Aim of the exercise: Quote the daycare post word for word, from "We chose Julie" through "a good sign!".

Document passage:
Thursday, August 28, 2008
Letting Go
“Sometimes when I pick Matthew up he wraps his arms around me so tightly, like he is worried that I will let go of him before he is ready for me to,” Julie tells me one day when I drop Matthew off for daycare. She watches him in her home anywhere from twenty to twenty-five hours a week. Matthew is very much at home there, whether it is squabbling with the other kids over toys, chasing their part Akita part Snuffleupagus around the yard, or rooting through their kitchen cabinets.
We chose Julie not because her house was in a quiet neighborhood, or even that she provided packets of information for us to take home. It was because during the interview, when Matthew was crawling around her living room she put her hand on corner edge of the coffee table to prevent him from bumping his head. It was something that she had probably not thought about while she was doing it, which was the type of person I wanted watching Matthew while I was at work, a mom with some experience.
After leaving her home after our interview we went out for dinner and as we were leaving the restaurant we happened to see Julie and her family arriving, evidently a good sign!
“Bye Mama!” Matthew says waving at after me as I walk to my car, “Bye Mama! Bye!” His goodbyes are cheerful and frantic at the same time.

Recorded information:
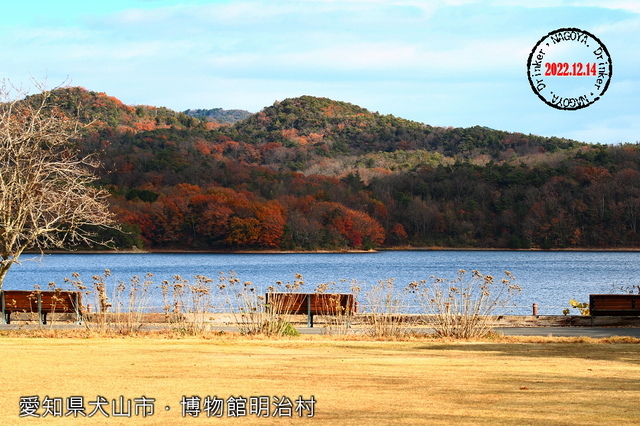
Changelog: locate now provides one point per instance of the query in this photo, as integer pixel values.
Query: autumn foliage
(312, 173)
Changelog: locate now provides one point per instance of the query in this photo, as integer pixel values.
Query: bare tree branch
(47, 197)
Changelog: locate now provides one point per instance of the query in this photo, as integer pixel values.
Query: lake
(548, 278)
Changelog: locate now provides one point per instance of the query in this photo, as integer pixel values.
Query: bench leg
(310, 320)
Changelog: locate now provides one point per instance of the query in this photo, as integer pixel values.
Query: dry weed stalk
(187, 305)
(253, 313)
(385, 308)
(464, 307)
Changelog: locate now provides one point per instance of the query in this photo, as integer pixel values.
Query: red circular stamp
(569, 69)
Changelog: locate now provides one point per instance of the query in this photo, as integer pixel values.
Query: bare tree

Result of the exercise:
We chose Julie not because her house was in a quiet neighborhood, or even that she provided packets of information for us to take home. It was because during the interview, when Matthew was crawling around her living room she put her hand on corner edge of the coffee table to prevent him from bumping his head. It was something that she had probably not thought about while she was doing it, which was the type of person I wanted watching Matthew while I was at work, a mom with some experience.
After leaving her home after our interview we went out for dinner and as we were leaving the restaurant we happened to see Julie and her family arriving, evidently a good sign!